Provided text
┄┄┄┄┄┄

Original URL: https://www.theregister.com/2007/07/04/evolutionary_database_design/

Evolutionary database design

'Technically trivial'

By Matt Stephens

Posted in Software, 4th July 2007 07:02 GMT

Evolutionary Database Design (EDD, aka database refactoring) is a controversial topic in the software development world. It’s a sore point among some DBAs because it promotes the making of changes to schemas that contain live customer data, sometimes with more than one application using the same database.

Given this controversy, and the resistance to iterative techniques among many database specialists, it seemed fair to pitch some of the commonest criticisms to Scott Ambler, co-author with Pramod Sadalage, of the book Refactoring Databases: Evolutionary Database Design.

Headshot of Scott Ambler.

Scott Ambler at Machu Picchu.

Matt Stephens, for Reg Developer: Hi, Scott. First off, could you tell us why you feel there's a need for an evolutionary approach to database design?

Scott: First and foremost, there’s nothing special about databases. Just like evolutionary approaches to design work incredibly well for other aspects of software development they also work well for databases. As Pramod and I show in Refactoring Databases, it's actually a technically trivial thing to evolve an existing relational database schema, even when hundreds of disparate systems access it.

Unfortunately, the traditional data community assumed that evolving database schemas is a hard thing to do and as a result never thought through how to do it. Worse yet, this assumption led to other questionable assumptions, such as the need to model in detail the data aspects of a system early in the lifecycle. The end result is that many data professionals have pretty much missed out on the fundamental ideas and techniques which application developers pretty much take for granted these days. They've got a lot of catching up to do.

Reg Developer: in a sense, the database schema is a reflection of the problem domain: so once designed, it generally shouldn't need to change very much – as long as it's been designed thoughtfully, of course, and grew out of collaboration between the customer, end-users, business analysts etc. Given this, is there really a need for EDD in a software development project?

Scott: I’ll let the existing state of production databases speak to that. How often do you find databases with tables that have columns that are no longer being used, if they ever were? Or columns that are being used for several purposes because it was too hard to add new columns when they were required? Or tables with data quality problems? The Data Warehouse Institute (TDWI) estimated a few years ago that data quality problems result in a $611 billion (yes, billion) loss every year for US-based organizations. This tells me that in practice that we're not very good at getting the design right up front and/or the requirements do in fact change over time. It's incredibly clear that organizations need a safe way to fix existing database problems, and the approach presented in Refactoring Databases is the only viable one on the table. Traditional approaches to database design clearly aren't working out for us.

┄┄┄┄┄┄

Recorded information
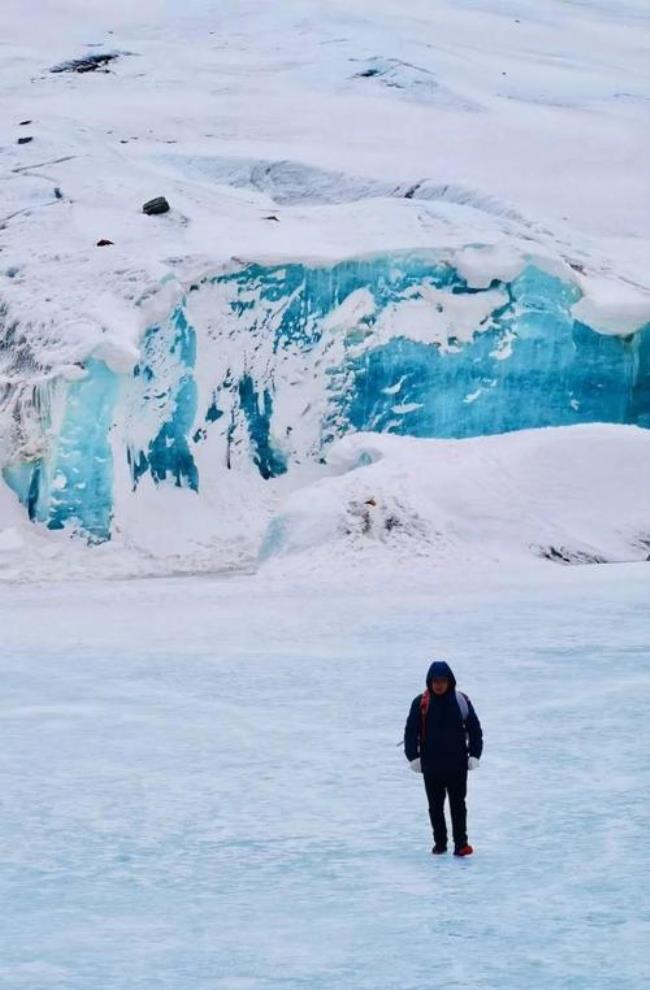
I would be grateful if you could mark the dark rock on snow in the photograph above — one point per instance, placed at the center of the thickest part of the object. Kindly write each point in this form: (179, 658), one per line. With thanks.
(157, 205)
(89, 63)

┄┄┄┄┄┄

What you will do
A – In the interview on evolutionary database design, what yearly loss for US-based organizations did The Data Warehouse Institute estimate that data quality problems cause?
B – From the interview on evolutionary database design, quote word for word the passage that begins at the words "Given this controversy, and" and stops after "systems access it.".
C – Decide whether each statement agrees with the interview on evolutionary database design, answering yes or no and quoting the deciding words: (i) Evolutionary Database Design is also known as database refactoring. (ii) Scott Ambler says it is technically hard to evolve an existing relational database schema when many systems access it. (iii) Scott Ambler co-wrote Refactoring Databases with Pramod Sadalage.

Expected results
A – A $611 billion loss every year.

B –
Given this controversy, and the resistance to iterative techniques among many database specialists, it seemed fair to pitch some of the commonest criticisms to Scott Ambler, co-author with Pramod Sadalage, of the book Refactoring Databases: Evolutionary Database Design.

Headshot of Scott Ambler.

Scott Ambler at Machu Picchu.

Matt Stephens, for Reg Developer: Hi, Scott. First off, could you tell us why you feel there's a need for an evolutionary approach to database design?

Scott: First and foremost, there’s nothing special about databases. Just like evolutionary approaches to design work incredibly well for other aspects of software development they also work well for databases. As Pramod and I show in Refactoring Databases, it's actually a technically trivial thing to evolve an existing relational database schema, even when hundreds of disparate systems access it.

C –
(i) Yes: "Evolutionary Database Design (EDD, aka database refactoring)"
(ii) No: "it's actually a technically trivial thing to evolve an existing relational database schema, even when hundreds of disparate systems access it"
(iii) Yes: "Scott Ambler, co-author with Pramod Sadalage, of the book Refactoring Databases: Evolutionary Database Design"